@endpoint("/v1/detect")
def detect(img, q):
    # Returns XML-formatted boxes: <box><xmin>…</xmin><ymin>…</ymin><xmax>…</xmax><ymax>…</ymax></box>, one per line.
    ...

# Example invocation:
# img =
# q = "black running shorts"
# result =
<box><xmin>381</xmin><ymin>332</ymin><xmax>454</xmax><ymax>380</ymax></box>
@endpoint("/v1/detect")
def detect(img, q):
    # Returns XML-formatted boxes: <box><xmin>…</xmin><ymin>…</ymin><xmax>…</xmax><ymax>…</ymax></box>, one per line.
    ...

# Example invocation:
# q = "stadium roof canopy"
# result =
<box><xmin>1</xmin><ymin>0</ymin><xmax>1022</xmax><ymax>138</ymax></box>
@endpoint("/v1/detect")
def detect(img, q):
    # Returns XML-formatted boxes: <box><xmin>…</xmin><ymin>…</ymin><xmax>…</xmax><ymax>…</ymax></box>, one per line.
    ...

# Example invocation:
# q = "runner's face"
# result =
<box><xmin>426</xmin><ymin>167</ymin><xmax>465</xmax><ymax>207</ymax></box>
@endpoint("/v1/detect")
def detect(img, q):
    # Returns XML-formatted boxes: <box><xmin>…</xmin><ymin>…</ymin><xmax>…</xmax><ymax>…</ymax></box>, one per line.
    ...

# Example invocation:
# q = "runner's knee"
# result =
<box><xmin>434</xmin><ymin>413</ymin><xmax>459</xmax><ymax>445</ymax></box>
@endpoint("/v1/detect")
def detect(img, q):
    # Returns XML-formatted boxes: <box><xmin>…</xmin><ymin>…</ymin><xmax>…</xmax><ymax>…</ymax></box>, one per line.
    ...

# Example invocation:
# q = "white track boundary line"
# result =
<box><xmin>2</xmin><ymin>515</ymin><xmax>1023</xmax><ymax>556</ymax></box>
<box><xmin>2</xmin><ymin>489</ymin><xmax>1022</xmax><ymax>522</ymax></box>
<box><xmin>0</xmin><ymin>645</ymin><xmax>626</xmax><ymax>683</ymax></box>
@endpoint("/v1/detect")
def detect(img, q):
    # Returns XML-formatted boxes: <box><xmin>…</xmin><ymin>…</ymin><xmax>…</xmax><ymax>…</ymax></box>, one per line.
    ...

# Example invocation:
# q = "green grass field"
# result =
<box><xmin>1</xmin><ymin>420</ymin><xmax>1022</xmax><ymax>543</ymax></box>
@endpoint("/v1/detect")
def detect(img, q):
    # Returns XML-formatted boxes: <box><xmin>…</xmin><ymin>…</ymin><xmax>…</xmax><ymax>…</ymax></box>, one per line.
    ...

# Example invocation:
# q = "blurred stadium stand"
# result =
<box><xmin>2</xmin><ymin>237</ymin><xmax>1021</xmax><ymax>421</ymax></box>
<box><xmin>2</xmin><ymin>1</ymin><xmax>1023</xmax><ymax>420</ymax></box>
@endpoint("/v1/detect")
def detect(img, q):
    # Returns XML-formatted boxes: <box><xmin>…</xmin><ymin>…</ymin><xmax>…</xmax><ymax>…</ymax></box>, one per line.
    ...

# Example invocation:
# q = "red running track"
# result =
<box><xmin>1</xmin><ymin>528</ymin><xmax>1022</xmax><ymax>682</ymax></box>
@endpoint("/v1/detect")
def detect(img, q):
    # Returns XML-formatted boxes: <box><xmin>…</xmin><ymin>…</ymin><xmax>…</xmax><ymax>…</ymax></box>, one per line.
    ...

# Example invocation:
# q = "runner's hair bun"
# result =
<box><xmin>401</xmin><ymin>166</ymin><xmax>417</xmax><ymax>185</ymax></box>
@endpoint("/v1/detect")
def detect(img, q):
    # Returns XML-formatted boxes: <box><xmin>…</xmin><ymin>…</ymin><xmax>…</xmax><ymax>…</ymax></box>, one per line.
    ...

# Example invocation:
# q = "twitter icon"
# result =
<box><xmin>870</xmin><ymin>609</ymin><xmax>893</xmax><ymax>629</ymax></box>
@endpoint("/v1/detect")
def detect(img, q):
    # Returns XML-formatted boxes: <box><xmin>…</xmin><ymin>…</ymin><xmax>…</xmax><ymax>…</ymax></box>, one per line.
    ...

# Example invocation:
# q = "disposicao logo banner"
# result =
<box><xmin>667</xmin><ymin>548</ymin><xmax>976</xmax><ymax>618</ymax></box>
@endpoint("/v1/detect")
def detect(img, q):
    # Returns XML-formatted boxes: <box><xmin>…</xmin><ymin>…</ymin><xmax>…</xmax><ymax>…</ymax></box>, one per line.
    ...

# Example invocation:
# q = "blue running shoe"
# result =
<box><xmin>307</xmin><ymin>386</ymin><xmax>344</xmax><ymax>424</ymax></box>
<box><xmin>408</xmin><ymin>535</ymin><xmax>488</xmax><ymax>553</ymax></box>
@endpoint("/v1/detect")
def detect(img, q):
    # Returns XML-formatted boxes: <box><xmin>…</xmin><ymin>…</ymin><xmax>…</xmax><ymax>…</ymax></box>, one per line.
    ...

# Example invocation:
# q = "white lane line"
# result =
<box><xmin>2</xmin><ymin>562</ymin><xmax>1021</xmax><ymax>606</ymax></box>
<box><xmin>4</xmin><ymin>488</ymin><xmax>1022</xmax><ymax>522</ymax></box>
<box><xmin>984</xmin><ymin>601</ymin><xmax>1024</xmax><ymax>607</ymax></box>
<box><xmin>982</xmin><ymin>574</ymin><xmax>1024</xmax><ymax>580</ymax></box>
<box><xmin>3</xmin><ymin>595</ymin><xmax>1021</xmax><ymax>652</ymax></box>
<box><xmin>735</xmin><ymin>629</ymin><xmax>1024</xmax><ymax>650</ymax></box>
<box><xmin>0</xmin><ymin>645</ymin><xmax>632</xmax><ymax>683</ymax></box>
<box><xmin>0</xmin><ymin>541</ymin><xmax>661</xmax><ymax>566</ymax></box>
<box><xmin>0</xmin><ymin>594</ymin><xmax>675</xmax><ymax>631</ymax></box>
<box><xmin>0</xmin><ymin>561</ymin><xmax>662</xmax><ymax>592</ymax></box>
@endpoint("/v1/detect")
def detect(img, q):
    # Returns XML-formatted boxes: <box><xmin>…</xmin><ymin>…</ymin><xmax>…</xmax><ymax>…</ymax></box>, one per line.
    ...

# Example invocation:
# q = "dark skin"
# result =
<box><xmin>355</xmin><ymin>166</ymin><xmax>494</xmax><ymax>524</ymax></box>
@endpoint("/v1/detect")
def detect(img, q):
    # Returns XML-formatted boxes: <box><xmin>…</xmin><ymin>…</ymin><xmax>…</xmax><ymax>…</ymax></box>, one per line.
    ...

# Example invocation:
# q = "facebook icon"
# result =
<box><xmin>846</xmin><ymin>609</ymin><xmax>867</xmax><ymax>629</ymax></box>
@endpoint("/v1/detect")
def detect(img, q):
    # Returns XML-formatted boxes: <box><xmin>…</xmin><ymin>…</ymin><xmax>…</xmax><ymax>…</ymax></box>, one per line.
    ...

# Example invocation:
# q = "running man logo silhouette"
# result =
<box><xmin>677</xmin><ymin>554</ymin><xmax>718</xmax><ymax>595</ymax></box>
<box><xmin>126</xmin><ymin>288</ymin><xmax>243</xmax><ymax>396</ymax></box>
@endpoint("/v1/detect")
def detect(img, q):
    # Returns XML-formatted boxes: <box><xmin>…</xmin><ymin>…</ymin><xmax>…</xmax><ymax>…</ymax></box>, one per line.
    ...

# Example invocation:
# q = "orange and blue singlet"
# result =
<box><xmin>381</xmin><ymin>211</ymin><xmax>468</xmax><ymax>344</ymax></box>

■ DESCRIPTION OF THE TASK ■
Print out the whole of the material above exactly.

■ OUTPUT OF THE EXERCISE ■
@endpoint("/v1/detect")
def detect(img, q):
    # Returns XML-formatted boxes: <box><xmin>…</xmin><ymin>…</ymin><xmax>…</xmax><ymax>…</ymax></box>, one per line.
    ...

# Example invocation:
# img =
# q = "black running shorts"
# result =
<box><xmin>381</xmin><ymin>332</ymin><xmax>454</xmax><ymax>380</ymax></box>
@endpoint("/v1/detect")
def detect(img, q):
    # Returns XML-formatted boxes: <box><xmin>…</xmin><ymin>…</ymin><xmax>…</xmax><ymax>…</ymax></box>, one per line.
    ...

# Example invocation:
# q = "stadium roof canopy"
# result =
<box><xmin>1</xmin><ymin>0</ymin><xmax>1022</xmax><ymax>138</ymax></box>
@endpoint("/v1/detect")
def detect(img, q):
    # Returns XML-formatted boxes: <box><xmin>…</xmin><ymin>…</ymin><xmax>…</xmax><ymax>…</ymax></box>, one per line.
    ...

# Example invocation:
# q = "runner's face"
# result =
<box><xmin>426</xmin><ymin>167</ymin><xmax>465</xmax><ymax>207</ymax></box>
@endpoint("/v1/detect")
def detect(img, q):
    # Returns XML-formatted boxes: <box><xmin>…</xmin><ymin>…</ymin><xmax>…</xmax><ymax>…</ymax></box>, one per line.
    ...

# Example invocation:
# q = "runner's knee"
# result =
<box><xmin>434</xmin><ymin>413</ymin><xmax>459</xmax><ymax>445</ymax></box>
@endpoint("/v1/detect")
def detect(img, q):
    # Returns XML-formatted boxes: <box><xmin>…</xmin><ymin>…</ymin><xmax>…</xmax><ymax>…</ymax></box>, one per line.
    ...

# Example invocation:
# q = "white track boundary line"
# result =
<box><xmin>2</xmin><ymin>515</ymin><xmax>1023</xmax><ymax>556</ymax></box>
<box><xmin>2</xmin><ymin>489</ymin><xmax>1022</xmax><ymax>522</ymax></box>
<box><xmin>0</xmin><ymin>645</ymin><xmax>626</xmax><ymax>683</ymax></box>
@endpoint("/v1/detect")
def detect(img, q):
    # Returns XML-formatted boxes: <box><xmin>…</xmin><ymin>…</ymin><xmax>…</xmax><ymax>…</ymax></box>, one per line.
    ...

# Example invocation:
# q = "green grass field"
# result =
<box><xmin>1</xmin><ymin>420</ymin><xmax>1022</xmax><ymax>543</ymax></box>
@endpoint("/v1/detect")
def detect(img, q):
    # Returns XML-formatted boxes: <box><xmin>…</xmin><ymin>…</ymin><xmax>…</xmax><ymax>…</ymax></box>, one per line.
    ...

# Example invocation:
# q = "blurred stadium stand"
# result =
<box><xmin>2</xmin><ymin>237</ymin><xmax>1021</xmax><ymax>421</ymax></box>
<box><xmin>2</xmin><ymin>1</ymin><xmax>1023</xmax><ymax>420</ymax></box>
@endpoint("/v1/detect")
def detect(img, q):
    # Returns XML-formatted boxes: <box><xmin>…</xmin><ymin>…</ymin><xmax>…</xmax><ymax>…</ymax></box>, one per line.
    ...

# Example invocation:
# q = "red running track"
# result =
<box><xmin>1</xmin><ymin>528</ymin><xmax>1022</xmax><ymax>682</ymax></box>
@endpoint("/v1/detect")
def detect(img, q):
    # Returns XML-formatted boxes: <box><xmin>…</xmin><ymin>…</ymin><xmax>…</xmax><ymax>…</ymax></box>, one per line.
    ...

# Example invocation:
# q = "runner's hair bun"
# result =
<box><xmin>401</xmin><ymin>166</ymin><xmax>417</xmax><ymax>185</ymax></box>
@endpoint("/v1/detect")
def detect(img, q):
    # Returns XML-formatted boxes: <box><xmin>…</xmin><ymin>…</ymin><xmax>…</xmax><ymax>…</ymax></box>, one per line.
    ...

# Example invocation:
# q = "twitter icon"
# result =
<box><xmin>870</xmin><ymin>609</ymin><xmax>893</xmax><ymax>629</ymax></box>
@endpoint("/v1/detect")
def detect(img, q):
    # Returns XML-formatted boxes: <box><xmin>…</xmin><ymin>…</ymin><xmax>…</xmax><ymax>…</ymax></box>, one per line.
    ...

# Example invocation:
# q = "disposicao logo banner"
# result =
<box><xmin>667</xmin><ymin>548</ymin><xmax>976</xmax><ymax>618</ymax></box>
@endpoint("/v1/detect")
def detect(img, q):
    # Returns XML-formatted boxes: <box><xmin>…</xmin><ymin>…</ymin><xmax>…</xmax><ymax>…</ymax></box>, one per line.
    ...

# Example invocation:
# q = "blue running shoe"
# result =
<box><xmin>307</xmin><ymin>386</ymin><xmax>344</xmax><ymax>424</ymax></box>
<box><xmin>408</xmin><ymin>535</ymin><xmax>488</xmax><ymax>553</ymax></box>
@endpoint("/v1/detect")
def detect(img, q):
    # Returns XML-formatted boxes: <box><xmin>…</xmin><ymin>…</ymin><xmax>…</xmax><ymax>…</ymax></box>, one per line.
    ...

# Example invocation:
# q = "white lane line"
# result =
<box><xmin>2</xmin><ymin>562</ymin><xmax>1021</xmax><ymax>606</ymax></box>
<box><xmin>4</xmin><ymin>488</ymin><xmax>1022</xmax><ymax>522</ymax></box>
<box><xmin>984</xmin><ymin>601</ymin><xmax>1024</xmax><ymax>607</ymax></box>
<box><xmin>982</xmin><ymin>574</ymin><xmax>1024</xmax><ymax>580</ymax></box>
<box><xmin>3</xmin><ymin>595</ymin><xmax>1021</xmax><ymax>652</ymax></box>
<box><xmin>735</xmin><ymin>629</ymin><xmax>1024</xmax><ymax>650</ymax></box>
<box><xmin>0</xmin><ymin>645</ymin><xmax>632</xmax><ymax>683</ymax></box>
<box><xmin>0</xmin><ymin>541</ymin><xmax>661</xmax><ymax>566</ymax></box>
<box><xmin>0</xmin><ymin>594</ymin><xmax>675</xmax><ymax>631</ymax></box>
<box><xmin>0</xmin><ymin>561</ymin><xmax>662</xmax><ymax>592</ymax></box>
@endpoint("/v1/detect")
def detect(img, q):
    # Returns XML-formatted boxes: <box><xmin>…</xmin><ymin>…</ymin><xmax>…</xmax><ymax>…</ymax></box>, one per line.
    ...

# Example invocation:
# q = "dark skin"
# result =
<box><xmin>355</xmin><ymin>166</ymin><xmax>494</xmax><ymax>524</ymax></box>
@endpoint("/v1/detect")
def detect(img, q):
    # Returns XML-formatted boxes: <box><xmin>…</xmin><ymin>…</ymin><xmax>…</xmax><ymax>…</ymax></box>, one per line.
    ...

# Example invocation:
# q = "facebook icon"
# result =
<box><xmin>846</xmin><ymin>609</ymin><xmax>867</xmax><ymax>629</ymax></box>
@endpoint("/v1/detect")
def detect(img, q):
    # Returns XML-formatted boxes: <box><xmin>…</xmin><ymin>…</ymin><xmax>…</xmax><ymax>…</ymax></box>, one per line.
    ...

# Example invocation:
# q = "running man logo silhouette"
# result =
<box><xmin>677</xmin><ymin>554</ymin><xmax>718</xmax><ymax>595</ymax></box>
<box><xmin>126</xmin><ymin>288</ymin><xmax>243</xmax><ymax>396</ymax></box>
@endpoint("/v1/detect")
def detect(img, q):
    # Returns XML-formatted boxes: <box><xmin>…</xmin><ymin>…</ymin><xmax>…</xmax><ymax>…</ymax></box>, one per line.
    ...

# Example invocation:
# q = "orange and blue singlet"
# result =
<box><xmin>381</xmin><ymin>211</ymin><xmax>468</xmax><ymax>344</ymax></box>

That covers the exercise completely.